## begin SUPPLIED PASSAGE
There are 2 numbers whose digits are all non-zero and whose digits add up to 2 (2, and 11).
There are 4 numbers whose digits are all non-zero and whose digits add up to 3 (3, 12, 21, and 111).
There are 8 numbers whose digits are all non-zero and whose digits add up to 4 (4, 13, 31, 112, 121, 211, and 1111).
The amount of numbers is doubling each time. You can justify this by noticing that every number whose digits are all non-zero and whose digits add to \(n+1\)
can be made from a number adding to \(n\) by either adding 1 to the final digit or appending a 1 onto the end of the number.
Therefore, there are 128 numbers whose digits are all non-zero and whose digits add up to 8.
Extension
There is 1 number whose digits are all non-zero and whose digits add up to 1.
There are 2 numbers whose digits are all non-zero and whose digits add up to 2.
There are 4 numbers whose digits are all non-zero and whose digits add up to 3.
## end SUPPLIED PASSAGE
(TO DO)
**A)** In the digit-sum passage, how many numbers with all non-zero digits have digits that add up to 8?
**B)** Can you substitute "badge" for "name plate" in the records, from the line with "point per instance: officer's ear" up to and including the last line of the records, and give those lines with everything else unchanged?
## begin DATASET EXTRACT
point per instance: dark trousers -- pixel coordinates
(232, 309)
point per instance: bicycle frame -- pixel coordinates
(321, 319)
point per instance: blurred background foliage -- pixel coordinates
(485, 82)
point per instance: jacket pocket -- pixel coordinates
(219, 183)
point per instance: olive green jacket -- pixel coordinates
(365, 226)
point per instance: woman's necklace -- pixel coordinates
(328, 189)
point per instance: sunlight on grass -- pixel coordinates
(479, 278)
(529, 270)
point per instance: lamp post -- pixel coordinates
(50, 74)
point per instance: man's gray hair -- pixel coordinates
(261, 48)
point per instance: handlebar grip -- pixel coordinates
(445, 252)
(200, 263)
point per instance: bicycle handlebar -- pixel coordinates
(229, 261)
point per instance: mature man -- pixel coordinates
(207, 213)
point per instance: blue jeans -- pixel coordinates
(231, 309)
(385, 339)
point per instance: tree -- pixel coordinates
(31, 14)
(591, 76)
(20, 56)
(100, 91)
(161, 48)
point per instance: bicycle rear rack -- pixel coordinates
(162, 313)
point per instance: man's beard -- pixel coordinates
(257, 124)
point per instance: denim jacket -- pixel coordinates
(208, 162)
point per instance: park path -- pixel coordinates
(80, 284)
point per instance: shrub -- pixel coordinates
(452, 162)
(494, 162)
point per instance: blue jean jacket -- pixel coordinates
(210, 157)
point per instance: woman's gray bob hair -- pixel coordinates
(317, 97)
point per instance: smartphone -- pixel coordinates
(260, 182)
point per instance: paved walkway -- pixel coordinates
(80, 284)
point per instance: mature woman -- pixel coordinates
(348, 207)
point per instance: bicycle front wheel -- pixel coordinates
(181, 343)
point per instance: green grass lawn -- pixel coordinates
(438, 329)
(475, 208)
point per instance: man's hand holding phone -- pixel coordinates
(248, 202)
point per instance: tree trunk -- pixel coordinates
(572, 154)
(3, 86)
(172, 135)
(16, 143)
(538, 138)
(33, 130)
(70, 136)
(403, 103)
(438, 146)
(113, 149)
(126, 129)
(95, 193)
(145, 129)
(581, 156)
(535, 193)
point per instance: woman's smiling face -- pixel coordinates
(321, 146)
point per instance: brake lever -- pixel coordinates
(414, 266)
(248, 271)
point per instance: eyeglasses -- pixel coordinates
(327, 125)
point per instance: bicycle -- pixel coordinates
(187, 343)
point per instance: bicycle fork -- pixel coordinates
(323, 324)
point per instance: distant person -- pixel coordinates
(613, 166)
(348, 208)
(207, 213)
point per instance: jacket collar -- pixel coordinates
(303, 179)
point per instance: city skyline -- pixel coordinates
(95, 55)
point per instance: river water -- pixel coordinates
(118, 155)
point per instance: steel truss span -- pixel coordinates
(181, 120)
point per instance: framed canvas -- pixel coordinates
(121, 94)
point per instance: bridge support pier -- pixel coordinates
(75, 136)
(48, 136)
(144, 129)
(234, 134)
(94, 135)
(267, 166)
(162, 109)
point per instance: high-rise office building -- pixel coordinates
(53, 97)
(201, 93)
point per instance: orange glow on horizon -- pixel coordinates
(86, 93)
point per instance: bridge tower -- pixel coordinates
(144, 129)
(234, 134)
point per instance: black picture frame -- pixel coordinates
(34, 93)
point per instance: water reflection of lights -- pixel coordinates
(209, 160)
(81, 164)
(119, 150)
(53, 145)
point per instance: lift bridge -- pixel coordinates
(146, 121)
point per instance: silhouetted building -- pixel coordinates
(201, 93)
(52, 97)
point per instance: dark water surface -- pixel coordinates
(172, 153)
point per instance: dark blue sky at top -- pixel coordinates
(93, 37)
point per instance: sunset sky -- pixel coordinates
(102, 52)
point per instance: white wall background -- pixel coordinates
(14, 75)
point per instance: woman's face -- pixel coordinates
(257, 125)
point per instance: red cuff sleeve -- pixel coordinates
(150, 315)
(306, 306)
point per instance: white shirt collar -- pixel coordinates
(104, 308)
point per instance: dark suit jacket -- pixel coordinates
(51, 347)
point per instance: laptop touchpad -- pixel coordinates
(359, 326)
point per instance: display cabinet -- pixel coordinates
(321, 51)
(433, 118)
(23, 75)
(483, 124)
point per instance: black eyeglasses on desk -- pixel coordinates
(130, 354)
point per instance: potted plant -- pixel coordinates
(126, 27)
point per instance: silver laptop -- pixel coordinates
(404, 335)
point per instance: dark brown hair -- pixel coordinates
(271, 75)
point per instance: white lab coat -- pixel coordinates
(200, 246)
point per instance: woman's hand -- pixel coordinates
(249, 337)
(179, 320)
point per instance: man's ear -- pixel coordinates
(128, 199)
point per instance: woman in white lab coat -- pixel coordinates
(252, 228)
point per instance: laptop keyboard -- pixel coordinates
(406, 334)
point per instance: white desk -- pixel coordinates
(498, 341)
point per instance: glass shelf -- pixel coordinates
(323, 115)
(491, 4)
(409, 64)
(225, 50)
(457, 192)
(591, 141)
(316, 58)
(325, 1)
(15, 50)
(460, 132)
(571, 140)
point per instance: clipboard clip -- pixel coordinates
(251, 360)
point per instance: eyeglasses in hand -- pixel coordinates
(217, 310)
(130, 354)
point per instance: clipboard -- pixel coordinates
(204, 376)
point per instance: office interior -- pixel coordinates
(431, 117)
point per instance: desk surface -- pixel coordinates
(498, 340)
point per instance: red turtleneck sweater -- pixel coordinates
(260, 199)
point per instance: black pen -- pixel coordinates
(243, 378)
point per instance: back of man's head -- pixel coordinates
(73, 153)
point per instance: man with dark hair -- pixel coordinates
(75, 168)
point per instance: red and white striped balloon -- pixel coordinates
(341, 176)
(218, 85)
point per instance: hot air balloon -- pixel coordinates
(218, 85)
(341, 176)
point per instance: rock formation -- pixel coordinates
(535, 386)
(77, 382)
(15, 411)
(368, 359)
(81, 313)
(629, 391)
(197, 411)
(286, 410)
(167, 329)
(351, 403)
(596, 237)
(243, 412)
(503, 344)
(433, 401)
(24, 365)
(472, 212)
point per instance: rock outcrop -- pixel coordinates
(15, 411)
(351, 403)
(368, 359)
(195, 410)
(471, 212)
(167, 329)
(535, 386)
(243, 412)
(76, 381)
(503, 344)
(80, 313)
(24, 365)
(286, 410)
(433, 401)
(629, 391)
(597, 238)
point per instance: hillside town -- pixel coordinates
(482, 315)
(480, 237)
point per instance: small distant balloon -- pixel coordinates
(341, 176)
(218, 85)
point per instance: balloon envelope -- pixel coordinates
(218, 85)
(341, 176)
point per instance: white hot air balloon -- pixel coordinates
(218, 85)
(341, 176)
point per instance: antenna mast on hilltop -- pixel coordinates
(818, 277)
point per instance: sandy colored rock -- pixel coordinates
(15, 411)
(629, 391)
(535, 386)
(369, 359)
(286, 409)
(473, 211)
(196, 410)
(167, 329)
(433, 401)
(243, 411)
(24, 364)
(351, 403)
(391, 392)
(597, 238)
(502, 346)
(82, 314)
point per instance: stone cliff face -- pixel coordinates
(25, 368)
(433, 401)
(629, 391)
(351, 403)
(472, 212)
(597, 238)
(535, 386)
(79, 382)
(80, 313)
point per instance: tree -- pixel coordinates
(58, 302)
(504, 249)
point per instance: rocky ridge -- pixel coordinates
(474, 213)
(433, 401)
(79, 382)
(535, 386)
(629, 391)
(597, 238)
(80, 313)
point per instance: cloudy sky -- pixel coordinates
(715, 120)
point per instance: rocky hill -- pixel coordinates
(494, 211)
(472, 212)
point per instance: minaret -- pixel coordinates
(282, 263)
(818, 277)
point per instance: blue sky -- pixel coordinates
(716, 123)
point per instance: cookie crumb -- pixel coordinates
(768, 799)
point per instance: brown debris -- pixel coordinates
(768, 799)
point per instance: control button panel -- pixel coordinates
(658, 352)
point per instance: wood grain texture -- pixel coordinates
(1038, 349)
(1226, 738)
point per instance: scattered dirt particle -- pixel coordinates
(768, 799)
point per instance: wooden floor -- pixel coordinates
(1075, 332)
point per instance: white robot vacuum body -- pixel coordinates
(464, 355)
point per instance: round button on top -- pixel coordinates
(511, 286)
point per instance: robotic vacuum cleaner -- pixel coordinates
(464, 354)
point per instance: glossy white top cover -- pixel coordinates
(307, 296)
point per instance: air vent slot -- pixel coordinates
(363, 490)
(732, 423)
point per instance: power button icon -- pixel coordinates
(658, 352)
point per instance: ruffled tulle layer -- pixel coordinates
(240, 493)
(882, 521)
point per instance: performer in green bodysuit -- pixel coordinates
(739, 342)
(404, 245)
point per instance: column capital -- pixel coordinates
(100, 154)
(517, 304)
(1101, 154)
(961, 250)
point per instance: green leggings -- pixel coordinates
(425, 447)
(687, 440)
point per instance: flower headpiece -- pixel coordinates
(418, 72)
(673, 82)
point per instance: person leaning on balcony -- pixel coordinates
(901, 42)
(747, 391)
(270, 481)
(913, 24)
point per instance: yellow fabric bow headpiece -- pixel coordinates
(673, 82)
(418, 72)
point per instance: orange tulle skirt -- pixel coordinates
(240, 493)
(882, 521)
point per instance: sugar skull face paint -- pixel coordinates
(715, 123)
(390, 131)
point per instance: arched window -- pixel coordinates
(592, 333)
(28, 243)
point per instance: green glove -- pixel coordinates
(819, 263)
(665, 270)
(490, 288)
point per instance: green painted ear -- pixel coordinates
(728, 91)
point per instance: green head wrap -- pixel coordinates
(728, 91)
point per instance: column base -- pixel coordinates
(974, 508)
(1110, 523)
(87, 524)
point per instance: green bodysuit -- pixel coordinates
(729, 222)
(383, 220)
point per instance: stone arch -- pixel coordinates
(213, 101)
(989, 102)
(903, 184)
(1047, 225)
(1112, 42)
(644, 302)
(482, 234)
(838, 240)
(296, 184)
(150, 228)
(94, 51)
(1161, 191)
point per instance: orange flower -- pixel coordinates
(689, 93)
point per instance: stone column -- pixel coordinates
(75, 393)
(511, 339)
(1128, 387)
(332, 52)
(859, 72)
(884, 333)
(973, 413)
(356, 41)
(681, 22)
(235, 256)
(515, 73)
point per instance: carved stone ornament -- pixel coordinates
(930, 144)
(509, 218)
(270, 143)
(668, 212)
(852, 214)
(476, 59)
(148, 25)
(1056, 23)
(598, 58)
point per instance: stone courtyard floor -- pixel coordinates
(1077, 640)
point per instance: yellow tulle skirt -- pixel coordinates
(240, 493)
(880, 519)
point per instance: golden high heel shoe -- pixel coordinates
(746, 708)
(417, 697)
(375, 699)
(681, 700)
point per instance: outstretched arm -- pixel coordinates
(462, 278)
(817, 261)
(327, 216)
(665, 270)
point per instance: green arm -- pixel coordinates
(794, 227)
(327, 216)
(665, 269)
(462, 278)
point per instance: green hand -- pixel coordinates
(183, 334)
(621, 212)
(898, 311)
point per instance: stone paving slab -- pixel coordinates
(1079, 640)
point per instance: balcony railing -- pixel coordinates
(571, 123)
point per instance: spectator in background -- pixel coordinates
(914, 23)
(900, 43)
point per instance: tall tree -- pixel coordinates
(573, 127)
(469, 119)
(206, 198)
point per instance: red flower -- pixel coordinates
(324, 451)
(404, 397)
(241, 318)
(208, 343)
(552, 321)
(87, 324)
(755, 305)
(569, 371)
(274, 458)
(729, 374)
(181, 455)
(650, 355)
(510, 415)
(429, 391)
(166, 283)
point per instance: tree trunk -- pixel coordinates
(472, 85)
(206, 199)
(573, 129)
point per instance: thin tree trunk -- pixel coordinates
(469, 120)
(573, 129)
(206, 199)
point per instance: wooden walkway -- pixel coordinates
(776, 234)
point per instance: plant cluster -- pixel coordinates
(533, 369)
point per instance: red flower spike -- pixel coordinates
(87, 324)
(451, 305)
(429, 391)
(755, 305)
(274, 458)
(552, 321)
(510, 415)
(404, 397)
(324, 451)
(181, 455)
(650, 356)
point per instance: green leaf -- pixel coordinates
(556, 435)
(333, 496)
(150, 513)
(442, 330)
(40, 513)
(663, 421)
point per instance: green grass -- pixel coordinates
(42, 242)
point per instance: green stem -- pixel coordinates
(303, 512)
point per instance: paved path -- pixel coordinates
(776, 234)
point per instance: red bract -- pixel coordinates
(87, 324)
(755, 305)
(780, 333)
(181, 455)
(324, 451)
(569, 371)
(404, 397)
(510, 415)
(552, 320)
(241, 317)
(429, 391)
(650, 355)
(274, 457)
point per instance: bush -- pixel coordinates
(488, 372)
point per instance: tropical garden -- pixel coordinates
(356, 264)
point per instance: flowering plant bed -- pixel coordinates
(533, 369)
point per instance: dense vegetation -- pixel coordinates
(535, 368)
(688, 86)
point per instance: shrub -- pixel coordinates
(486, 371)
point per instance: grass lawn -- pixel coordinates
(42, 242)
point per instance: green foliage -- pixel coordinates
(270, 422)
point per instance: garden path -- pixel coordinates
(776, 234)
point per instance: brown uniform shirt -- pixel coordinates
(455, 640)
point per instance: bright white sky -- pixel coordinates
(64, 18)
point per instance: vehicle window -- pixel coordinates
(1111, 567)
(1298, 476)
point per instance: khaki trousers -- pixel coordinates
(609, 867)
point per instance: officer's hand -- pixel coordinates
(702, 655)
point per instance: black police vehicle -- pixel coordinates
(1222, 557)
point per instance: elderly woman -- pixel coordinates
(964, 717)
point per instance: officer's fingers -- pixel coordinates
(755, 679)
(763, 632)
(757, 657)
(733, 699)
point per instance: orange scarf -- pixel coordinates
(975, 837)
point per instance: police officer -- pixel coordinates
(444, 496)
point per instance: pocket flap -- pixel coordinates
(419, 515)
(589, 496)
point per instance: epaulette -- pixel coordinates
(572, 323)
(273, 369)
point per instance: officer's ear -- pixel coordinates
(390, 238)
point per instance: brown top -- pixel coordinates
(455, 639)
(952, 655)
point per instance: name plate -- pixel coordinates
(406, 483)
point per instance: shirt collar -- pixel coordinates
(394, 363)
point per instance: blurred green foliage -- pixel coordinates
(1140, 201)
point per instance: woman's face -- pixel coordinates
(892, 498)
## end DATASET EXTRACT
(ANSWERS TO THE EXERCISES)
**A)** 128

**B)**
point per instance: officer's ear -- pixel coordinates
(390, 238)
point per instance: brown top -- pixel coordinates
(455, 639)
(952, 655)
point per instance: badge -- pixel coordinates
(406, 483)
point per instance: shirt collar -- pixel coordinates
(394, 363)
point per instance: blurred green foliage -- pixel coordinates
(1140, 201)
point per instance: woman's face -- pixel coordinates
(892, 498)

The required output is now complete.